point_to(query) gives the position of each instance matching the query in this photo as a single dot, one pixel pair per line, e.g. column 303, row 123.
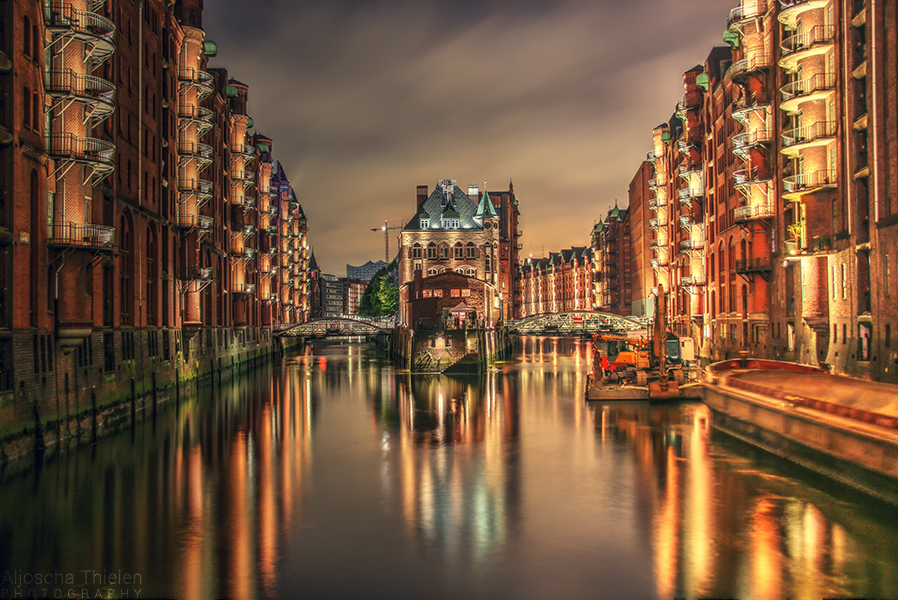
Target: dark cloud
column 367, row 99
==
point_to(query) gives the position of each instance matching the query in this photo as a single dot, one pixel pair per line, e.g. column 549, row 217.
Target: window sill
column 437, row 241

## Problem details
Could you reproduce, word for word, the stretch of the items that opens with the line containing "303, row 123." and closes with the line containing "column 367, row 99", including both of those lines, and leave any pictures out of your answer?

## Solution to this problem
point_to(query) gives the position of each instance matching the query in this photo as a single dot, one pixel pair per line, e.g. column 303, row 123.
Target: dark cloud
column 367, row 99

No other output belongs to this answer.